▶ **EXERCISE DETAILS**: Without including any pictures, retype exactly the lines from the top of the records through the line containing "Where on this screen is the sponsor", that final line included.

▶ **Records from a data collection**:
◇ ◇ ◇ ◇ ◇ ◇ ◇
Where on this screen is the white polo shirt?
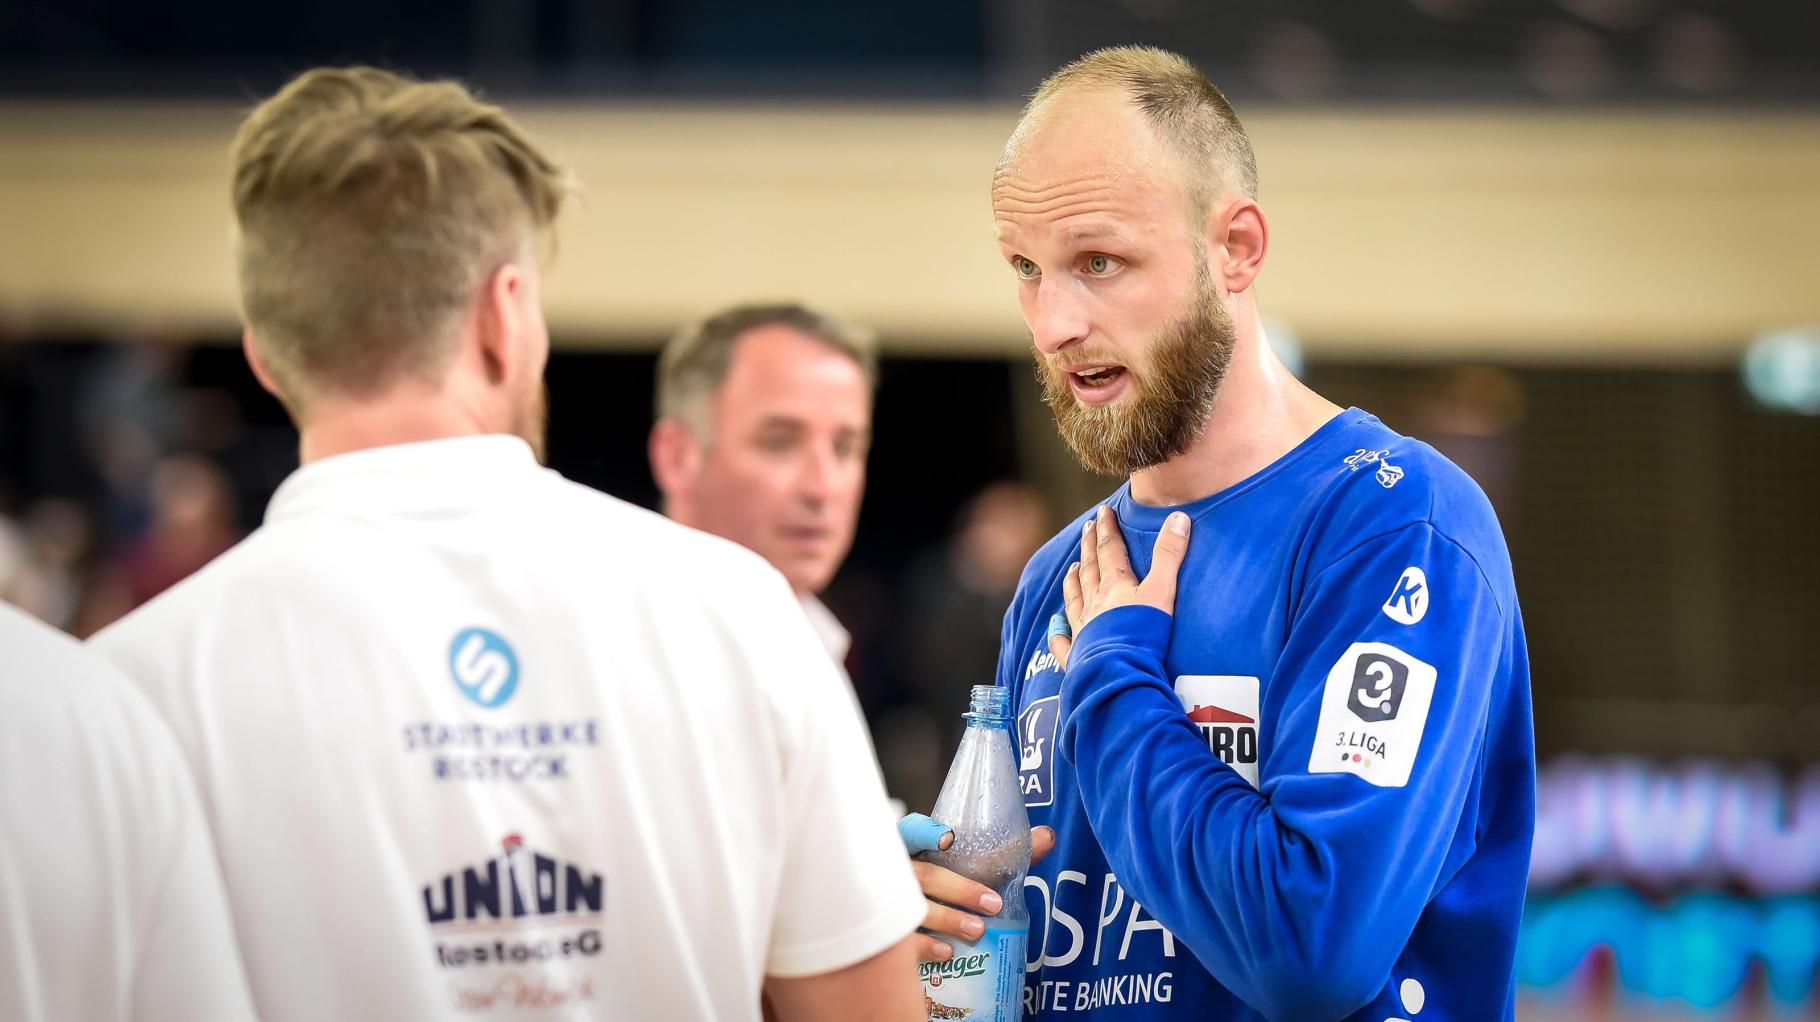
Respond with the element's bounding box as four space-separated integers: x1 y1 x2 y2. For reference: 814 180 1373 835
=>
0 603 256 1022
798 595 851 665
89 435 922 1022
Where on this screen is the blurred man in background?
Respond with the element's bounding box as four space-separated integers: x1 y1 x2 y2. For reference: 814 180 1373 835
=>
0 602 256 1022
886 481 1050 809
649 304 874 665
89 67 922 1022
913 46 1535 1021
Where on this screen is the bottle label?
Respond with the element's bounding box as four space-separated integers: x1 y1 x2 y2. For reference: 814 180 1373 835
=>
920 924 1026 1021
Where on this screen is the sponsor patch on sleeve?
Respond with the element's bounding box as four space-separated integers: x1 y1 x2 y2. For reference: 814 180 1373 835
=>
1308 642 1437 788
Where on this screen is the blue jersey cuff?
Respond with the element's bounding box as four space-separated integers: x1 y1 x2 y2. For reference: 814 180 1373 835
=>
1072 604 1173 661
1062 605 1173 718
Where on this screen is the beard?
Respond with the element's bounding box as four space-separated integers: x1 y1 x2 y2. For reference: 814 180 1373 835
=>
516 378 549 464
1036 263 1236 477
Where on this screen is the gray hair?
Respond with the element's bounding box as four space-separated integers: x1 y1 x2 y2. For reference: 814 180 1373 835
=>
654 303 878 434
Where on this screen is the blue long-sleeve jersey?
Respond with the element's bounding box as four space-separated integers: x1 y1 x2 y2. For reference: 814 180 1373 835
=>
1000 408 1534 1021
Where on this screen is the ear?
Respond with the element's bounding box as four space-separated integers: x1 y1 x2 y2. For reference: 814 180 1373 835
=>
1210 197 1269 295
474 261 528 387
242 328 291 406
648 417 704 505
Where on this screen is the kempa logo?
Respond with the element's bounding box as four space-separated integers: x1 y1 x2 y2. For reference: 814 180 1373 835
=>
1382 567 1429 625
1024 645 1060 681
1348 652 1410 721
920 950 989 988
423 834 604 927
450 627 520 708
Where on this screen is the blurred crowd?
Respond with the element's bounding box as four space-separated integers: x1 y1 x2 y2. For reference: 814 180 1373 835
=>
0 342 266 636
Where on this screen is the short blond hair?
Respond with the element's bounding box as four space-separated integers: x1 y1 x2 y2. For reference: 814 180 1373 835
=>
231 66 571 405
1023 46 1257 217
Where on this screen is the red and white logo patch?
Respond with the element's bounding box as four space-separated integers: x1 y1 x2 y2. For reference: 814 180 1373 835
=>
1174 675 1262 788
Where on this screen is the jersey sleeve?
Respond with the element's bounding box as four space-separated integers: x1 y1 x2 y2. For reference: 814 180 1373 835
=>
756 576 925 979
1058 521 1508 1021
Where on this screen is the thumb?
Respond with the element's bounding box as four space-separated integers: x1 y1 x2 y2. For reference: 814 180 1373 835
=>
1140 511 1192 613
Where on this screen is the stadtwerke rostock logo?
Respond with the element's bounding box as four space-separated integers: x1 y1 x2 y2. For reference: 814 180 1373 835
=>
448 627 520 709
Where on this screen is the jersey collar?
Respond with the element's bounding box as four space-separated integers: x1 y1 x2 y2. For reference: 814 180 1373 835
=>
265 434 541 524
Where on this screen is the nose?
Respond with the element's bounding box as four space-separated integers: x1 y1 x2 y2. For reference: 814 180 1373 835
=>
1028 277 1089 356
795 444 843 507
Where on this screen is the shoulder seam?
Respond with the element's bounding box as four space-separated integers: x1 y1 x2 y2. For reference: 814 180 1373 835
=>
1305 516 1510 627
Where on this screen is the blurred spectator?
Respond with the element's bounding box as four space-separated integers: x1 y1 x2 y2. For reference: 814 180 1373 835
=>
78 454 241 634
0 498 91 629
0 514 60 625
1411 366 1525 511
22 499 95 628
883 480 1050 810
77 337 191 540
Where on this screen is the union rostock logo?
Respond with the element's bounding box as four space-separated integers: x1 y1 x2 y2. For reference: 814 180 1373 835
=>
449 627 520 708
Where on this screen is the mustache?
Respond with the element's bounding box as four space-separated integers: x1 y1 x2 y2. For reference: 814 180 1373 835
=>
1033 346 1132 376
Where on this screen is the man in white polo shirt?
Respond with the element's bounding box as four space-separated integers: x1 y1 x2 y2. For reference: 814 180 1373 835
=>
88 66 923 1022
0 603 256 1022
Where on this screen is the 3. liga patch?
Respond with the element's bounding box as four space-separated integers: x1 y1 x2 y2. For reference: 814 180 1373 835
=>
1309 642 1437 788
1174 675 1262 788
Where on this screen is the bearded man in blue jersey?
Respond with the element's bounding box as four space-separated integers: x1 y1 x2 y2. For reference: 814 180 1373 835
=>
910 46 1536 1021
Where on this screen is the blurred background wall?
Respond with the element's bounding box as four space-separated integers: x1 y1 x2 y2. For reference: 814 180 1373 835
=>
2 1 1818 1018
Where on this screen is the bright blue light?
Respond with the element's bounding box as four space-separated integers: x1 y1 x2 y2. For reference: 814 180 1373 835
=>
1742 327 1820 415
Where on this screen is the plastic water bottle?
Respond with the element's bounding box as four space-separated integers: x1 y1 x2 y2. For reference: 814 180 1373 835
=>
919 685 1030 1022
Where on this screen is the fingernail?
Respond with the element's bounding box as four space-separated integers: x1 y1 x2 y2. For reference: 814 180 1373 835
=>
1046 613 1072 642
963 917 985 938
933 943 953 961
1167 511 1191 536
1097 504 1112 522
1083 518 1094 535
980 892 1003 913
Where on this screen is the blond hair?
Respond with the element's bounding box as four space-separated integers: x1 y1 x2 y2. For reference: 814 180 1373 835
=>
1023 46 1257 217
656 303 877 436
231 66 571 405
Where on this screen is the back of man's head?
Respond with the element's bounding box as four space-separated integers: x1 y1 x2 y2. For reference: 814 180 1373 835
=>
232 67 570 412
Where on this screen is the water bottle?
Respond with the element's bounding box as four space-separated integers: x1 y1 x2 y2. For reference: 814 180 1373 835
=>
919 685 1030 1022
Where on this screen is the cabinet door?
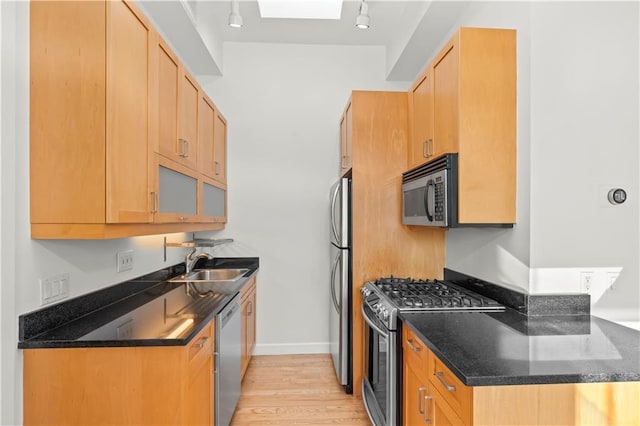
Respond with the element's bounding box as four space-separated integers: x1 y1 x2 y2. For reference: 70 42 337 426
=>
213 111 227 184
186 353 213 425
339 103 353 175
247 286 257 357
157 40 180 163
105 0 153 223
432 42 459 158
404 362 429 426
185 319 214 425
178 72 199 169
430 390 465 426
198 95 216 179
408 69 434 169
153 156 198 223
200 178 227 223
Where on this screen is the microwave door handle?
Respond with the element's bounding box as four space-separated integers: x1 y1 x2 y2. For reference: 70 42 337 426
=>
424 179 434 222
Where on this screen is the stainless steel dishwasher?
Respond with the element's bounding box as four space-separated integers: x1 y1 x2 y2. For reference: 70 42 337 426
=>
215 293 242 426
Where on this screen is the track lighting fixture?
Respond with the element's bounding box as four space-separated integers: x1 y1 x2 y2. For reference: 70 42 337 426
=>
356 0 370 29
228 0 243 28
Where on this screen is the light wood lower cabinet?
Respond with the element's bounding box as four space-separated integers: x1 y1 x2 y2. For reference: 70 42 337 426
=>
241 276 257 379
402 325 640 426
23 320 214 425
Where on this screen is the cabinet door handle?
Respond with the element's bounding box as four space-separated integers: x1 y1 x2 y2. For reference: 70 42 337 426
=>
423 395 433 424
194 336 209 349
184 140 189 158
417 386 428 414
423 138 433 158
151 192 159 213
215 161 220 175
407 338 422 352
435 371 456 391
248 301 253 315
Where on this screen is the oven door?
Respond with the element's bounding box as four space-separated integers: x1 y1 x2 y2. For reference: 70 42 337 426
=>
361 302 397 426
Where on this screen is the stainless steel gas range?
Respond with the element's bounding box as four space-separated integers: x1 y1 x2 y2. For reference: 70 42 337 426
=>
360 277 505 426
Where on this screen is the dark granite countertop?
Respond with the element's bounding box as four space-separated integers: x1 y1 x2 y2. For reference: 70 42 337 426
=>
18 257 259 349
400 309 640 386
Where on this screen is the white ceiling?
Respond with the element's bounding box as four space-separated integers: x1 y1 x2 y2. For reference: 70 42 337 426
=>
138 0 471 81
193 0 427 46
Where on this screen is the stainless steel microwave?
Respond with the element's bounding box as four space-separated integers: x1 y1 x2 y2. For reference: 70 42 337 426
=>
402 154 458 227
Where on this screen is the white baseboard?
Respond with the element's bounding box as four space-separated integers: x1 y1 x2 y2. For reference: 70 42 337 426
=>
254 342 330 356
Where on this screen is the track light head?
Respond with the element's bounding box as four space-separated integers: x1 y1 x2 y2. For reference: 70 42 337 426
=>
356 0 370 29
228 0 243 28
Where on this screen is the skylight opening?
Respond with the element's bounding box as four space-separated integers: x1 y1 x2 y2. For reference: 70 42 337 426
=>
257 0 344 20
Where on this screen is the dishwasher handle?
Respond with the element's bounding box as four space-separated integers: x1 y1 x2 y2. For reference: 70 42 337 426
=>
◇ ◇ ◇ ◇ ◇ ◇ ◇
▶ **ANSWER SECTION**:
Where on this screen is the white polo shirt?
Respond with the element's bounding box as four space-separated integers: x1 y1 x2 y2. For reference: 814 180 1373 835
=>
0 603 256 1022
798 595 851 665
89 435 922 1022
Where on this screen is the blurred man in background?
Respond with the element's bounding box as four space-separated integers: x1 y1 x2 y2. For reference: 814 180 1373 835
=>
0 602 256 1022
886 481 1050 809
649 304 874 665
89 67 922 1022
913 46 1535 1021
Where on this screen is the bottle label?
Respond with the element's bounding box as four space-separated integers: x1 y1 x2 y2. For reference: 814 180 1373 835
=>
920 924 1026 1021
Where on this screen is the sponsor patch on sleeve?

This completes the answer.